Object pointing dataset rows
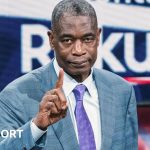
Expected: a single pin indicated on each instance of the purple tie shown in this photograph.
(85, 131)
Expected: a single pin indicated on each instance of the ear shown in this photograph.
(98, 35)
(51, 38)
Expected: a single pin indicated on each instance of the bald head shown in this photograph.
(72, 8)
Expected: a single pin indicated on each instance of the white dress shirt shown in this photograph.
(90, 102)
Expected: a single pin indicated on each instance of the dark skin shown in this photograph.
(75, 43)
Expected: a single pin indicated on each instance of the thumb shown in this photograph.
(59, 82)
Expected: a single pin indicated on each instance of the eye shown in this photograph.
(88, 39)
(67, 40)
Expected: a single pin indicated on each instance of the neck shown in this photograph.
(80, 77)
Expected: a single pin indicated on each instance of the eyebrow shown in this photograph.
(71, 36)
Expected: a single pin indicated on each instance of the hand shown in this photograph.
(53, 106)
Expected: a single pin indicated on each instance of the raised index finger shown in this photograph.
(59, 82)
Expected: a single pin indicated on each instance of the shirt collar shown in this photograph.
(69, 83)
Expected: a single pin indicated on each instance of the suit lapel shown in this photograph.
(63, 129)
(107, 109)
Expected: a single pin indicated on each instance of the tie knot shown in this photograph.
(79, 92)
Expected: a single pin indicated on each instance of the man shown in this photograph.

:: STATED TASK ::
Rewrite the listing above as a numbered list, one entry per line, skipping any blank lines and leaving out the picture lines.

:: SOLUTION TO THE EXERCISE ::
1. Expected: a single pin indicated on each instance of the purple tie shown in this photograph.
2. (85, 131)
3. Expected: a single pin indicated on each instance of the ear shown in this photograph.
4. (98, 35)
5. (51, 38)
6. Expected: a single pin indicated on each instance of the bald head shown in this photograph.
7. (72, 8)
8. Expected: a single pin indicated on each instance of the white dress shirt shown in this photograph.
9. (90, 102)
10. Expected: a single pin indicated on each instance of the dark skin shown in this photograph.
11. (75, 43)
12. Expected: a single pin indicated on each instance of the thumb shown in this photograph.
13. (59, 82)
14. Expected: a single pin indicated on each instance of the eye shown in this photograph.
15. (88, 39)
16. (67, 40)
17. Expected: a single pin indicated on each instance of the neck shown in this photograph.
18. (80, 77)
19. Expected: a single pin indicated on each instance of the eyebrow shown in this photograph.
20. (71, 36)
21. Expected: a single pin indicated on each instance of the hand shown in this photograph.
22. (53, 106)
23. Expected: a single pin indicated on each instance of the raised index finger shown in this photograph.
24. (59, 82)
25. Expected: a single pin indicated on each instance of the shirt collar shown in this photograph.
26. (69, 83)
27. Expected: a single pin indicated on each instance of the suit lapel shown in this photograph.
28. (63, 129)
29. (107, 109)
30. Expected: a single pin indicated on each instance of the tie knot shown in this photograph.
31. (79, 92)
32. Expected: a single pin indicated on each instance of the man shown in this photograph.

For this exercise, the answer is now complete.